### Exercise
Within the listing, how many lines hold the word "every"? Give the number by itself.

### Given entries
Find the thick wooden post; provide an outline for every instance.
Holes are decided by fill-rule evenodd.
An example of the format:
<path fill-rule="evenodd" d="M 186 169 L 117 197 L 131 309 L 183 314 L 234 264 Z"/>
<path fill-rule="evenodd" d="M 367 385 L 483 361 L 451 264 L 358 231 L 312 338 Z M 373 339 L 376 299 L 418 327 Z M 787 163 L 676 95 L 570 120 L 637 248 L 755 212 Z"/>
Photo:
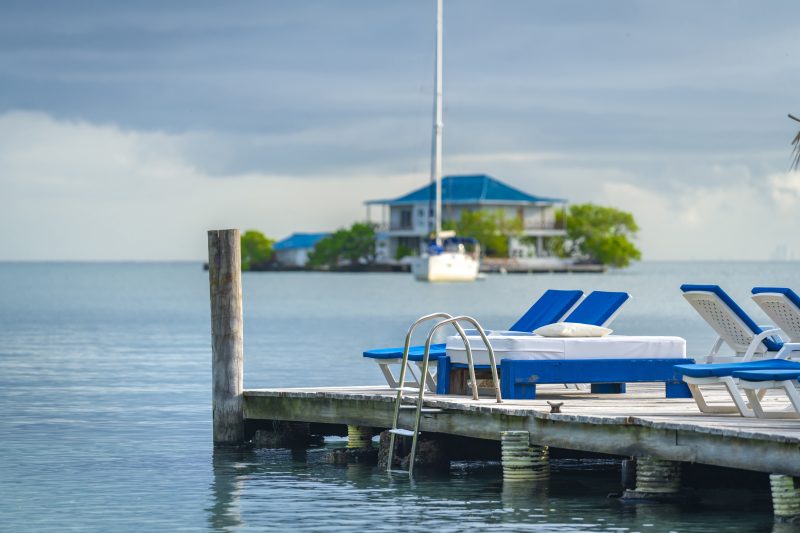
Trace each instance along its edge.
<path fill-rule="evenodd" d="M 214 444 L 244 440 L 244 335 L 239 230 L 208 232 Z"/>

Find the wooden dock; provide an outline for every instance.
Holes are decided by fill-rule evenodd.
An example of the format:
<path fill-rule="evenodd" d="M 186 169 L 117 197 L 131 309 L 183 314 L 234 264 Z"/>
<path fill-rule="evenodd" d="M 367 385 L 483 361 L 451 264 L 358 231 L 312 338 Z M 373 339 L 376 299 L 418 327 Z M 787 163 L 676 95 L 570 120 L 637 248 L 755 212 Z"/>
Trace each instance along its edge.
<path fill-rule="evenodd" d="M 716 394 L 714 393 L 716 392 Z M 712 391 L 724 401 L 724 390 Z M 249 389 L 248 420 L 391 426 L 395 394 L 386 387 Z M 547 401 L 563 402 L 551 413 Z M 766 399 L 766 405 L 778 400 Z M 626 394 L 591 394 L 541 386 L 536 400 L 429 395 L 423 432 L 499 440 L 501 431 L 530 433 L 531 444 L 620 456 L 654 456 L 770 474 L 800 476 L 800 420 L 707 415 L 691 399 L 664 398 L 663 384 L 629 384 Z M 413 411 L 401 421 L 410 427 Z"/>
<path fill-rule="evenodd" d="M 244 389 L 239 230 L 209 231 L 208 250 L 214 444 L 242 445 L 248 422 L 285 421 L 346 425 L 349 451 L 371 449 L 374 429 L 392 426 L 395 393 L 387 387 Z M 549 447 L 634 457 L 635 485 L 626 482 L 622 494 L 628 501 L 678 501 L 683 463 L 768 473 L 776 520 L 800 525 L 800 420 L 702 414 L 693 400 L 664 398 L 663 391 L 655 383 L 628 384 L 626 394 L 603 395 L 541 385 L 536 400 L 499 404 L 431 394 L 425 399 L 431 410 L 419 429 L 423 435 L 499 440 L 503 479 L 509 482 L 549 476 Z M 721 388 L 708 398 L 730 401 Z M 768 396 L 765 408 L 775 410 L 777 401 Z M 561 404 L 560 411 L 551 411 L 549 402 Z M 398 430 L 412 428 L 416 414 L 400 415 Z M 273 424 L 272 432 L 280 426 Z M 390 450 L 397 449 L 385 450 L 392 468 L 398 458 Z M 413 451 L 406 457 L 409 470 L 415 458 Z"/>

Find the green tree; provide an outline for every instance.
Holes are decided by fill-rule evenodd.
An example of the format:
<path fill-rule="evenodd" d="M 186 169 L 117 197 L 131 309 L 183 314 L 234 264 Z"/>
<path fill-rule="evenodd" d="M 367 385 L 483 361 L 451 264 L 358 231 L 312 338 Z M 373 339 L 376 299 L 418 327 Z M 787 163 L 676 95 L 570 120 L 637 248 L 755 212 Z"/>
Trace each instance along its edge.
<path fill-rule="evenodd" d="M 308 256 L 312 267 L 351 265 L 375 262 L 375 224 L 356 222 L 350 229 L 341 228 L 317 243 Z"/>
<path fill-rule="evenodd" d="M 507 218 L 501 210 L 479 209 L 462 211 L 457 222 L 447 221 L 443 227 L 477 240 L 488 256 L 507 257 L 508 238 L 522 233 L 522 219 Z"/>
<path fill-rule="evenodd" d="M 416 255 L 413 248 L 406 246 L 405 244 L 397 245 L 397 250 L 394 253 L 395 260 L 400 261 L 402 258 L 408 257 L 409 255 Z"/>
<path fill-rule="evenodd" d="M 639 226 L 631 213 L 595 204 L 572 205 L 566 227 L 566 237 L 551 241 L 553 251 L 561 257 L 617 268 L 642 258 L 633 244 Z"/>
<path fill-rule="evenodd" d="M 245 231 L 241 243 L 242 270 L 250 270 L 272 259 L 272 245 L 275 241 L 266 238 L 260 231 Z"/>

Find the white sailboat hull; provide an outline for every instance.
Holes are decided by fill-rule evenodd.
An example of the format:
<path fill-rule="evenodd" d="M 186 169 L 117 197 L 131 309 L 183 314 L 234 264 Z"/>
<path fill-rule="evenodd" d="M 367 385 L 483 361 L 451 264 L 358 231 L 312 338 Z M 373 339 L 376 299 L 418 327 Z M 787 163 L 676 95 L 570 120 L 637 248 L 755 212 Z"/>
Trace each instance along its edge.
<path fill-rule="evenodd" d="M 419 281 L 475 281 L 480 263 L 464 253 L 444 252 L 424 255 L 411 265 L 411 272 Z"/>

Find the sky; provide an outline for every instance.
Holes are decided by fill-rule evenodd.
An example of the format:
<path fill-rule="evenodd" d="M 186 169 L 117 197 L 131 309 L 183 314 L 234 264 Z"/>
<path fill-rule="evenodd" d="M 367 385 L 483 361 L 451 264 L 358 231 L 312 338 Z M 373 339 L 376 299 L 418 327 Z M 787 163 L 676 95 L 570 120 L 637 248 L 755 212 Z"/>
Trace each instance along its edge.
<path fill-rule="evenodd" d="M 445 174 L 800 258 L 800 2 L 444 2 Z M 0 260 L 202 260 L 429 179 L 434 0 L 0 3 Z"/>

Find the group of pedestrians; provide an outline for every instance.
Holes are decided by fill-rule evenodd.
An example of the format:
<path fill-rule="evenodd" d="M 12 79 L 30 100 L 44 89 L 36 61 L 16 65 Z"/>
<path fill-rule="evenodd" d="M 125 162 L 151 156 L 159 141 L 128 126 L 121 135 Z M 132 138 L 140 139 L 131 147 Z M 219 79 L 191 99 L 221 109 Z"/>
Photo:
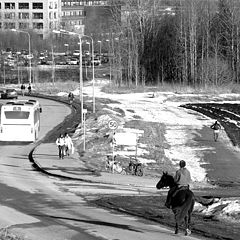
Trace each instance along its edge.
<path fill-rule="evenodd" d="M 63 159 L 64 156 L 69 156 L 70 152 L 74 153 L 74 146 L 71 137 L 68 133 L 60 134 L 56 140 L 58 146 L 59 159 Z"/>
<path fill-rule="evenodd" d="M 24 84 L 22 84 L 21 85 L 21 92 L 22 92 L 22 96 L 24 96 L 24 94 L 25 94 L 25 89 L 26 89 L 26 87 L 25 87 L 25 85 Z M 31 94 L 32 93 L 32 86 L 31 86 L 31 84 L 29 83 L 29 85 L 28 85 L 28 94 Z"/>

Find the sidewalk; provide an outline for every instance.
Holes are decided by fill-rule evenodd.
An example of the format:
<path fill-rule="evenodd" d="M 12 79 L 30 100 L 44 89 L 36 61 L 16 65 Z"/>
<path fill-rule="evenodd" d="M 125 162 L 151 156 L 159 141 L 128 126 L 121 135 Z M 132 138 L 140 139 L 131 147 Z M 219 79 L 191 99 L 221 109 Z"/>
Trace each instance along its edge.
<path fill-rule="evenodd" d="M 40 144 L 33 152 L 33 160 L 46 174 L 93 183 L 116 184 L 141 188 L 149 192 L 156 192 L 158 178 L 138 177 L 132 175 L 95 172 L 87 169 L 77 152 L 59 159 L 55 143 Z"/>

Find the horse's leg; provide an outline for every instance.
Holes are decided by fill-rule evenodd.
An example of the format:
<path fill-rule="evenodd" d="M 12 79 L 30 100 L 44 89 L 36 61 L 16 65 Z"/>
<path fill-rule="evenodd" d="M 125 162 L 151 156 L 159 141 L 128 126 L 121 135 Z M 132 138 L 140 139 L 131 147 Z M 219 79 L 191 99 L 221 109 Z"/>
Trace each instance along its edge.
<path fill-rule="evenodd" d="M 175 234 L 178 234 L 178 223 L 176 222 L 176 225 L 175 225 Z"/>
<path fill-rule="evenodd" d="M 184 218 L 185 220 L 185 235 L 188 236 L 191 234 L 191 230 L 189 229 L 190 222 L 191 222 L 191 211 L 189 210 L 186 217 Z"/>

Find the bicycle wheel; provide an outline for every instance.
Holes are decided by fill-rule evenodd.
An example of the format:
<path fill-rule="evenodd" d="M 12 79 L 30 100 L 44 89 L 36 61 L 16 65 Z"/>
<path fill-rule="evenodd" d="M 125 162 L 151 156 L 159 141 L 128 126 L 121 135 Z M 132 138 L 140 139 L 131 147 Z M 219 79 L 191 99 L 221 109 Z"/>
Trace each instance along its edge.
<path fill-rule="evenodd" d="M 136 169 L 136 175 L 139 176 L 139 177 L 143 176 L 143 169 L 141 167 L 138 167 Z"/>

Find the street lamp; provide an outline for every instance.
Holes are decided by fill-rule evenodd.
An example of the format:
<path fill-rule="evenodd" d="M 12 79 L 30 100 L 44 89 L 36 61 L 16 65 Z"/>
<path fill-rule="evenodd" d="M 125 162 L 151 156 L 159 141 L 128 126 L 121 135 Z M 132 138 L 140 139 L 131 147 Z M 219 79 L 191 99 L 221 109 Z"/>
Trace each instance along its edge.
<path fill-rule="evenodd" d="M 75 32 L 69 32 L 66 30 L 53 30 L 53 33 L 75 35 L 75 36 L 78 36 L 78 38 L 79 38 L 79 85 L 80 85 L 80 102 L 81 102 L 81 123 L 83 123 L 82 37 L 88 37 L 91 39 L 91 41 L 92 41 L 92 56 L 94 54 L 93 38 L 88 35 L 78 34 Z M 94 93 L 95 86 L 94 85 L 95 85 L 95 73 L 94 73 L 94 64 L 93 64 L 93 113 L 95 113 L 95 93 Z"/>
<path fill-rule="evenodd" d="M 86 114 L 87 109 L 83 109 L 83 151 L 86 150 Z"/>
<path fill-rule="evenodd" d="M 32 80 L 32 63 L 31 63 L 31 38 L 30 38 L 30 34 L 29 32 L 26 31 L 22 31 L 22 30 L 18 30 L 18 29 L 11 29 L 11 31 L 13 32 L 20 32 L 20 33 L 24 33 L 28 35 L 28 58 L 29 58 L 29 84 L 31 84 L 31 80 Z"/>
<path fill-rule="evenodd" d="M 82 77 L 82 35 L 66 30 L 53 30 L 53 33 L 75 35 L 79 38 L 79 100 L 81 104 L 81 124 L 83 124 L 83 77 Z"/>

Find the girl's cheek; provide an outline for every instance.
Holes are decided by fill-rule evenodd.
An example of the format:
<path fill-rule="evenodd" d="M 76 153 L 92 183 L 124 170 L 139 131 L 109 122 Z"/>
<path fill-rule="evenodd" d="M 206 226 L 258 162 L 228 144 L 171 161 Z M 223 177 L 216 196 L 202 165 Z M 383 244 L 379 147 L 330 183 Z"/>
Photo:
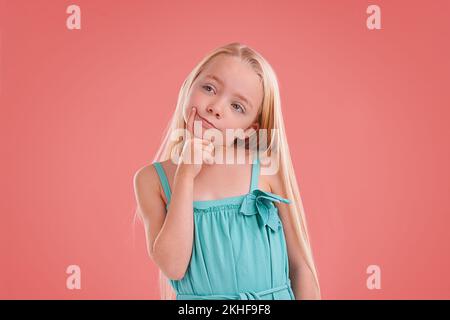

### Answer to the exercise
11